• Your task: Pick out each line of the records that contains the string "stone" and copy it. Letter case matters.

• Listing:
-- Begin --

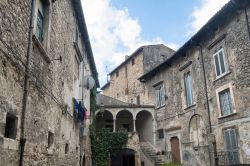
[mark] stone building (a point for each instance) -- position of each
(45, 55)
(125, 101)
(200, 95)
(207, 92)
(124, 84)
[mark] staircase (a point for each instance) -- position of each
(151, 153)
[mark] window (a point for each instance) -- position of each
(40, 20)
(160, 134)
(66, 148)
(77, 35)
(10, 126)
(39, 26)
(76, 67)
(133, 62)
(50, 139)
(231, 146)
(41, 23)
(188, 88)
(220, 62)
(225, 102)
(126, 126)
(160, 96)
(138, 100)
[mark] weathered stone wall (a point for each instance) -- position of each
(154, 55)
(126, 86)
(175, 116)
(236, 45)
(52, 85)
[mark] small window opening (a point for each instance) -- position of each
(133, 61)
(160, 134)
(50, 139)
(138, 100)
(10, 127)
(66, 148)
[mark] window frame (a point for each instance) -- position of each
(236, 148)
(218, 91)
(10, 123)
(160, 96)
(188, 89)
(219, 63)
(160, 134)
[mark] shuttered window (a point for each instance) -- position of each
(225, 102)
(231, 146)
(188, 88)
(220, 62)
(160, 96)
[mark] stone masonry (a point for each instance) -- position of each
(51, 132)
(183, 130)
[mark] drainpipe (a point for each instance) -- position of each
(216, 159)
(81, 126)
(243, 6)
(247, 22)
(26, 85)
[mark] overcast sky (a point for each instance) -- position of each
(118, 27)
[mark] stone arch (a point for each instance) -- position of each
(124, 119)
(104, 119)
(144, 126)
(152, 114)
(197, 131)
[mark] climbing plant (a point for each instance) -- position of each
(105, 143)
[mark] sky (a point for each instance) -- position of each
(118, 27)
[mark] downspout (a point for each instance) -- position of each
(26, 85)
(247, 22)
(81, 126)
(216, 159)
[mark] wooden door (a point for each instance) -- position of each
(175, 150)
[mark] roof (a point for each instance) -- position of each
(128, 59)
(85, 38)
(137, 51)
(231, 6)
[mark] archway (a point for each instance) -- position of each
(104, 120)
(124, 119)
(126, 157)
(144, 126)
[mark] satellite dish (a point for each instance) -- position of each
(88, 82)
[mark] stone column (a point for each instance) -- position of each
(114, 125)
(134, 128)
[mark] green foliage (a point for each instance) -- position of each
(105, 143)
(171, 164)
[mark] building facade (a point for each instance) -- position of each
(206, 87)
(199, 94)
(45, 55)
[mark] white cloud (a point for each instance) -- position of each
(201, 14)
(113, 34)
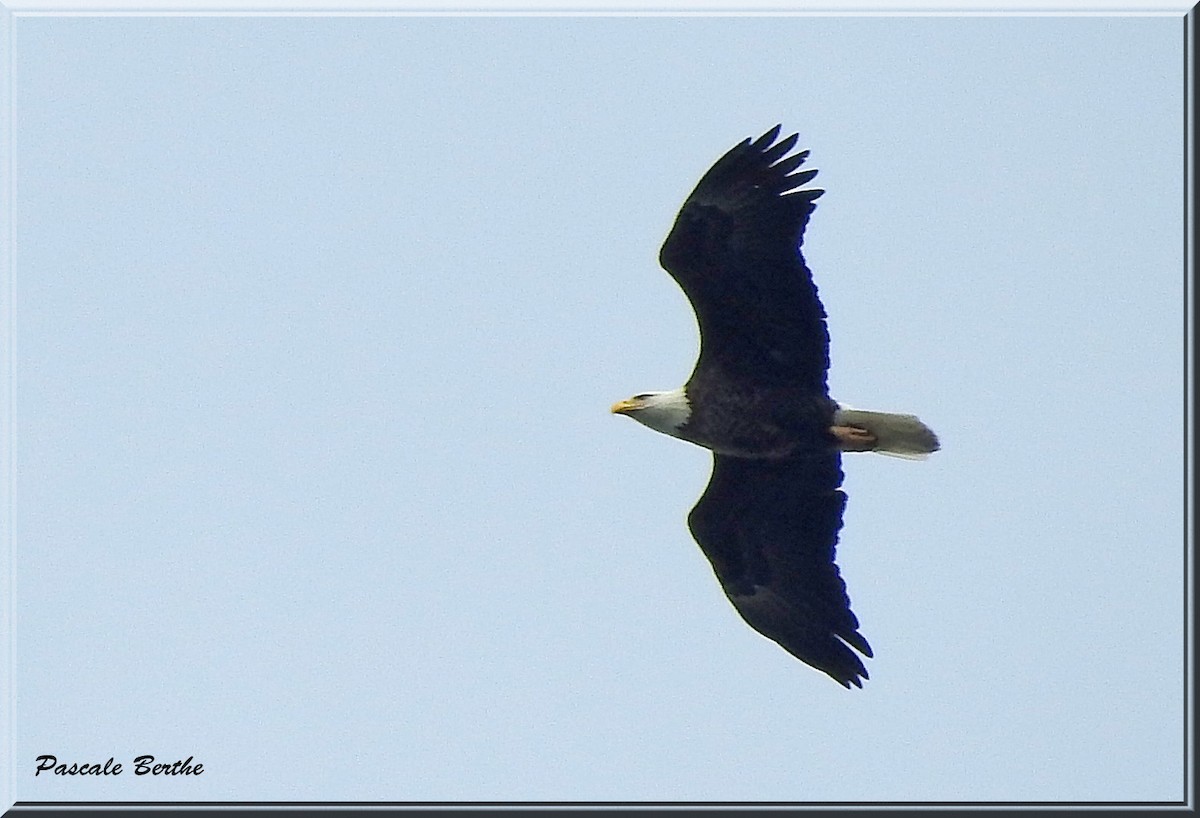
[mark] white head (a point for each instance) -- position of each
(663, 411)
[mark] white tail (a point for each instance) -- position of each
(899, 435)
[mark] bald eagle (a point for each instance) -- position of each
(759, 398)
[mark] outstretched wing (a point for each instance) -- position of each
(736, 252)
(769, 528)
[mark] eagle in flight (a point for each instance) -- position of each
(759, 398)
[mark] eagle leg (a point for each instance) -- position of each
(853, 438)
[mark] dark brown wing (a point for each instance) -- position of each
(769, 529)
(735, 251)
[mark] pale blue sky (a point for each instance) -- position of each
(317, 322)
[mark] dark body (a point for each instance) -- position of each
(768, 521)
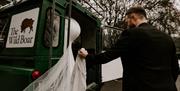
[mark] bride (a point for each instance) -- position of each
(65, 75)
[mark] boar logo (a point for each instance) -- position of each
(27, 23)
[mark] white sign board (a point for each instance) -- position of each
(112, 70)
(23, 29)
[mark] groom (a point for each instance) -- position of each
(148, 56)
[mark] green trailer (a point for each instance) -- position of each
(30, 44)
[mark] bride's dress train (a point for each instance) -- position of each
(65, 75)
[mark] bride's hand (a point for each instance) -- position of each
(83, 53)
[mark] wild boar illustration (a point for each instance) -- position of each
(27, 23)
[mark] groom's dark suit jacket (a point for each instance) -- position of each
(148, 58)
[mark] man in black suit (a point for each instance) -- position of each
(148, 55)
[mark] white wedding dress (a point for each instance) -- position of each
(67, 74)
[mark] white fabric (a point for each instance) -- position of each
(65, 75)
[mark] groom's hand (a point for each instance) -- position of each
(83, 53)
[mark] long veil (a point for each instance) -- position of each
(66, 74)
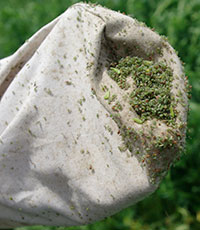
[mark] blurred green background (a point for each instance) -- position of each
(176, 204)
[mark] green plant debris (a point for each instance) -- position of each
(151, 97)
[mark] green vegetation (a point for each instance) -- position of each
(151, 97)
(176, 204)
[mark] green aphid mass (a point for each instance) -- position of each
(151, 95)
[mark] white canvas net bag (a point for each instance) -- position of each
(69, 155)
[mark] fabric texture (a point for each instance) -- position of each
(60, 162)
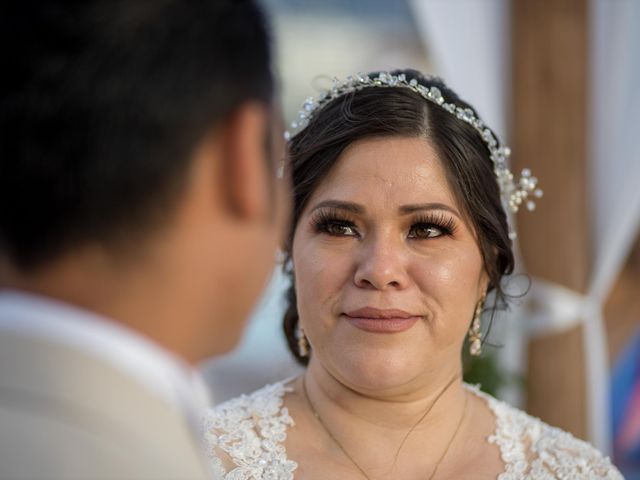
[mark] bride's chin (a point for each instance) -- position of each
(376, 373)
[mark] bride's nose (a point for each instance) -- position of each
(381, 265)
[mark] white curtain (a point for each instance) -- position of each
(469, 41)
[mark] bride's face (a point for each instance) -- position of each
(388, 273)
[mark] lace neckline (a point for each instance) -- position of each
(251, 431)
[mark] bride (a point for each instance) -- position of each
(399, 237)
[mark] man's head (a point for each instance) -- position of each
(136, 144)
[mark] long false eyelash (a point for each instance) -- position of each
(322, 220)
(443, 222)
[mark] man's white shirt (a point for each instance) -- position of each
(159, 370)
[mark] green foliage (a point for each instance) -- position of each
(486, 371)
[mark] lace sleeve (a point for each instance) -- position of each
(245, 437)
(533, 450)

-- End --
-- Begin --

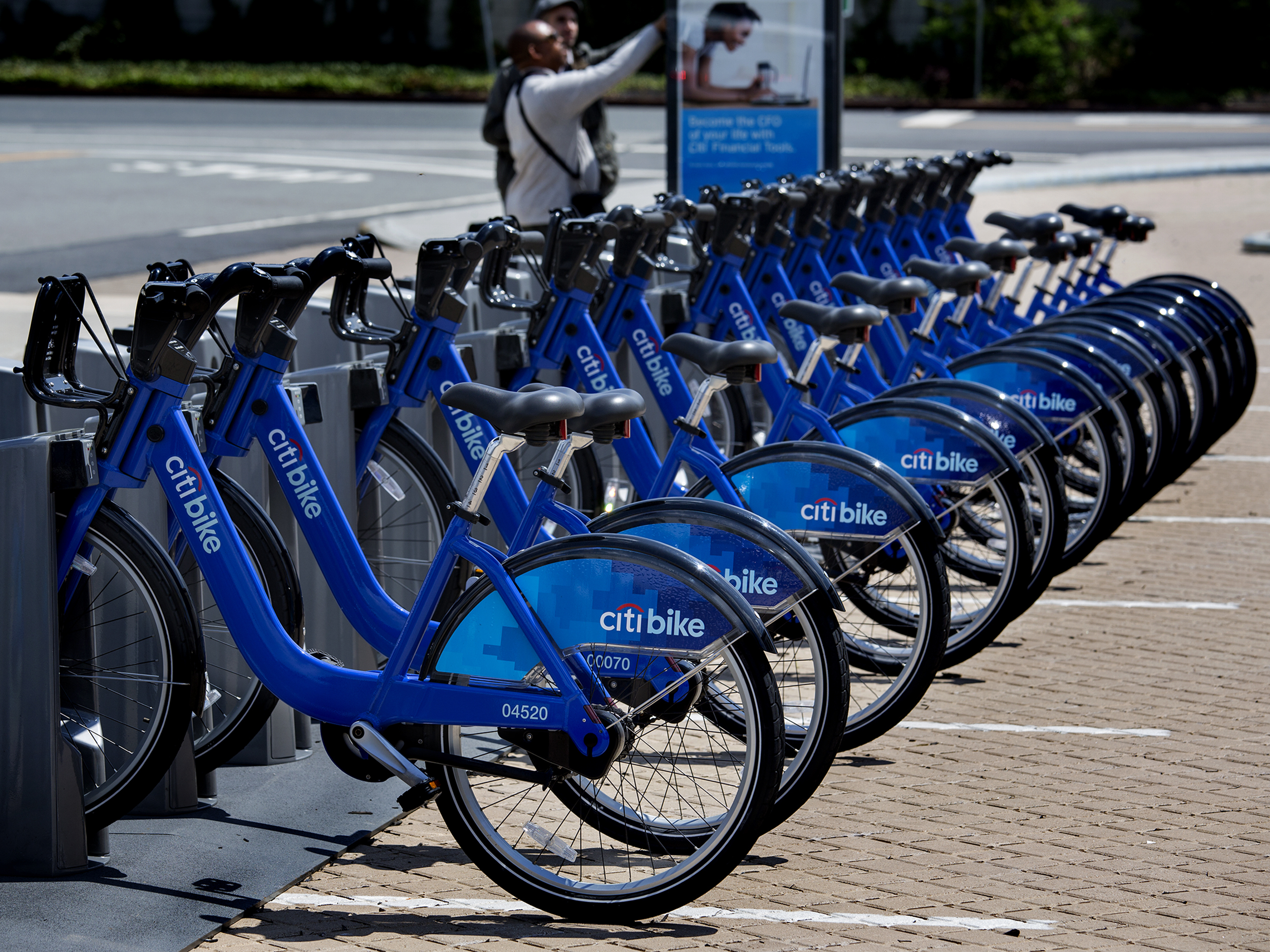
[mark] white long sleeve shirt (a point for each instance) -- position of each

-- End --

• Full solution:
[mark] stone building (a point for each instance) -- position of each
[mark] weathered stone wall (a point for each instance) -- position of each
[mark] stone masonry (a point for each instance) -- position of each
[mark] stone arch (a point for each instance) -- position of each
[mark] stone column (a point for each instance) -- position of each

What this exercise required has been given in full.